Within the scope of the development of instruments dedicated to the understanding of molecular interaction in the cell machinery and tissue organization, the Fresnel Institute, a French academic laboratory, has developed a Stimulated Raman Scattering instrument with improved sensitivity and contrast allowing imaging from the fingerprint region to the lipid-protein region without artifacts inherent to this technology.
Stimulated Raman Scattering (SRS) microscopy is a new technology which allows imaging – without labeling or staining - of specific molecular bonds of chemical species present in cells and tissues. SRS is usually considered as an artifact free technique which is an important feature in its favor.
The charts below (experiment on human tissue) clearly demonstrate that SRS exhibits artifacts in the amide (C=O and N-H bonds) and fingerprint regions. This is a major issue when imaging through scattering medium as tissues.

* _DATA RECORDS_
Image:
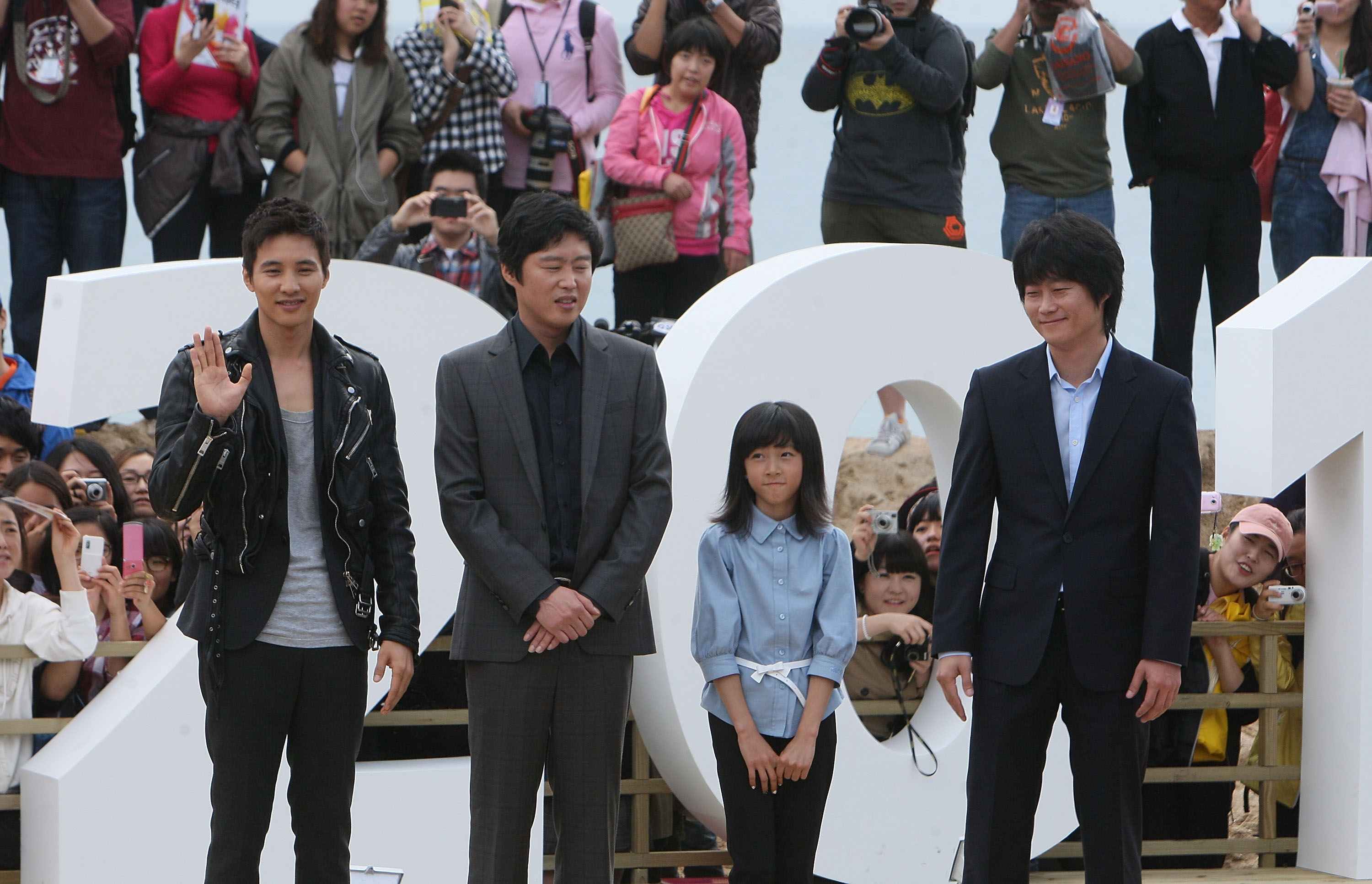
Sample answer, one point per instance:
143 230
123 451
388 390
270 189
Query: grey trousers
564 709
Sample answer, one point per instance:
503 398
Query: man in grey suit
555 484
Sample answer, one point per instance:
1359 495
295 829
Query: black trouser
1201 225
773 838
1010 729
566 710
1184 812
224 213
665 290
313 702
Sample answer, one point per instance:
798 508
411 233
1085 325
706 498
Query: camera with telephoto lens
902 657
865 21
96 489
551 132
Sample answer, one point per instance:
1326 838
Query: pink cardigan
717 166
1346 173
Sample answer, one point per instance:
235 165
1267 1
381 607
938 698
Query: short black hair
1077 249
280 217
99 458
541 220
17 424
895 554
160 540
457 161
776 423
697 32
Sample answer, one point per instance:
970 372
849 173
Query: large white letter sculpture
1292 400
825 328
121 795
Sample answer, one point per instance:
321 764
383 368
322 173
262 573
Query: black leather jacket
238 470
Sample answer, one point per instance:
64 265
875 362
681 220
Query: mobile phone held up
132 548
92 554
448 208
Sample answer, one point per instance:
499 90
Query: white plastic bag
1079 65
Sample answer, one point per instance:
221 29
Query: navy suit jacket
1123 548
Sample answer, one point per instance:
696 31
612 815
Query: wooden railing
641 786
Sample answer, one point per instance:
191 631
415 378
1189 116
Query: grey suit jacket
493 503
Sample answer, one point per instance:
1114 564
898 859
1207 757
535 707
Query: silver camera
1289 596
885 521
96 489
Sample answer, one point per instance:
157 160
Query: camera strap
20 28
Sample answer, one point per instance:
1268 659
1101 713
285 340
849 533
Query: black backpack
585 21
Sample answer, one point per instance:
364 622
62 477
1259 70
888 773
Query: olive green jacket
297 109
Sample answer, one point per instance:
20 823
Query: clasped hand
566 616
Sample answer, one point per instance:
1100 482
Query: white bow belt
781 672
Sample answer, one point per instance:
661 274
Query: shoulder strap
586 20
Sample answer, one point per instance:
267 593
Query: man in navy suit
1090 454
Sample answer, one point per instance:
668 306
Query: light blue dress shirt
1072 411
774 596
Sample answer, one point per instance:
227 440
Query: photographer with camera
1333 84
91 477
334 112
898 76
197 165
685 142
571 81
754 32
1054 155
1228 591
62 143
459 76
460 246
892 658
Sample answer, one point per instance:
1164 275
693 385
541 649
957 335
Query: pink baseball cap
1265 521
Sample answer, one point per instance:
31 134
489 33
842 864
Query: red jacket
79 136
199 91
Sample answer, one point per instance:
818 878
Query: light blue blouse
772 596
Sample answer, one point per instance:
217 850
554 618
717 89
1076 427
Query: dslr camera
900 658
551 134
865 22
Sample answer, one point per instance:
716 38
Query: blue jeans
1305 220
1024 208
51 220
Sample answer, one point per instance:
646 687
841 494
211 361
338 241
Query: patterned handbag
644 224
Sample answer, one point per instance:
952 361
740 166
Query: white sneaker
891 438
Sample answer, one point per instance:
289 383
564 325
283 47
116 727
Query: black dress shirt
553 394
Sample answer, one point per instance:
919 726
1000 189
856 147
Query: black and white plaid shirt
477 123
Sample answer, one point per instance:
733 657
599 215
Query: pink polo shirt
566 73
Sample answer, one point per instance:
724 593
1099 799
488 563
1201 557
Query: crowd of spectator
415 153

* _LIST OF TASKS_
a – Translate this sentence from the text on Stimulated Raman Scattering into French: "SRS is usually considered as an artifact free technique which is an important feature in its favor."
b – Transcribe the text on Stimulated Raman Scattering word for word, from "Stimulated Raman Scattering (SRS)" up to and including "in its favor.".
Rely only on the text about Stimulated Raman Scattering.

* _EXPECTED RESPONSES_
a – La SRS est généralement considérée comme une technique exempte d'artefacts, ce qui est une caractéristique importante en sa faveur.

b –
Stimulated Raman Scattering (SRS) microscopy is a new technology which allows imaging – without labeling or staining - of specific molecular bonds of chemical species present in cells and tissues. SRS is usually considered as an artifact free technique which is an important feature in its favor.